Stored data
________________

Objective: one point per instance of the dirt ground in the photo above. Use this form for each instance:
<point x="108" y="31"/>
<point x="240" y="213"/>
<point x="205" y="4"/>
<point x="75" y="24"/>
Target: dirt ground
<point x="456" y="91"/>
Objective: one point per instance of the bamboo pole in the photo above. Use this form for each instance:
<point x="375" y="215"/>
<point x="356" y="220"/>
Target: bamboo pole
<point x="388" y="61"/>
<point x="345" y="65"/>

________________

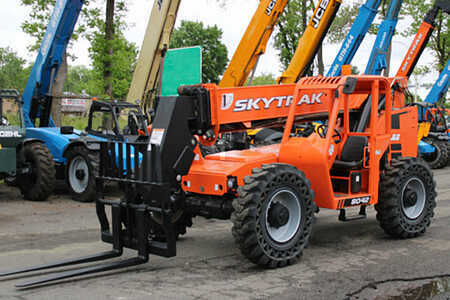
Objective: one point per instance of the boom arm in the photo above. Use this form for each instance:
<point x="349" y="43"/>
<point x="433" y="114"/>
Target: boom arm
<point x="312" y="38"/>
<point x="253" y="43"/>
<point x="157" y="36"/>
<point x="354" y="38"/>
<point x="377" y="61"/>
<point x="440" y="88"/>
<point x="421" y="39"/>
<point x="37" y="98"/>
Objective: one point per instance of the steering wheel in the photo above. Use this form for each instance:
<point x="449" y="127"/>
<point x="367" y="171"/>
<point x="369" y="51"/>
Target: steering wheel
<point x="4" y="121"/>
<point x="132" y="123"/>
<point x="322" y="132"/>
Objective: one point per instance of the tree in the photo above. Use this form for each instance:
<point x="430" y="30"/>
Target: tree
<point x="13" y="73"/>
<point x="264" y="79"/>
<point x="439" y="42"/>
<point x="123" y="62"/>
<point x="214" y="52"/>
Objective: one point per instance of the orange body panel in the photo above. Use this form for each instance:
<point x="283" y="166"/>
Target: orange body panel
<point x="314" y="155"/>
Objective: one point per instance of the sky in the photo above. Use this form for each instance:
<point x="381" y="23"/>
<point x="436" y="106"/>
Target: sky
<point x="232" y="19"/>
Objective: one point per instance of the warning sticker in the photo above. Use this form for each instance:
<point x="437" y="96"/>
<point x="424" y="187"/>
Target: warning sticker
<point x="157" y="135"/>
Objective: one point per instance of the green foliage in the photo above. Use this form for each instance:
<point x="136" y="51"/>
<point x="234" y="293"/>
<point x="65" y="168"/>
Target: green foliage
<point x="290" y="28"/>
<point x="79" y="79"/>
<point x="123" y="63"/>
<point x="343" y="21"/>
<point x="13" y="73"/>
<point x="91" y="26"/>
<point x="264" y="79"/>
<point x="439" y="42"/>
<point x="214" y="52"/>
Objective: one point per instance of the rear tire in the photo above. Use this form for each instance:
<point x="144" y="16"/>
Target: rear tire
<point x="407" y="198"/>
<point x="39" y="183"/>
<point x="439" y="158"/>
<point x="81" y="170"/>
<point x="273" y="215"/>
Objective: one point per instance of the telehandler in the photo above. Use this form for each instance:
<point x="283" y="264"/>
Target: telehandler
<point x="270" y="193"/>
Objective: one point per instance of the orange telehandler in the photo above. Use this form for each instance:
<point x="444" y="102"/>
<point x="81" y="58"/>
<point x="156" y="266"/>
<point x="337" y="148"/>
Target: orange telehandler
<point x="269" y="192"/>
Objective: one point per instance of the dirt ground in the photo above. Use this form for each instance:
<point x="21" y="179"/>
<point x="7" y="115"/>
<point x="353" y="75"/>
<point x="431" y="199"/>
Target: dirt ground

________________

Exercise directions
Locate each line in the entries above that contains the word "foliage", and copy every such line in full.

Expected output
Objective: one point per instance of the green foliage in the photo above. Use this form for each instance:
Target: green foliage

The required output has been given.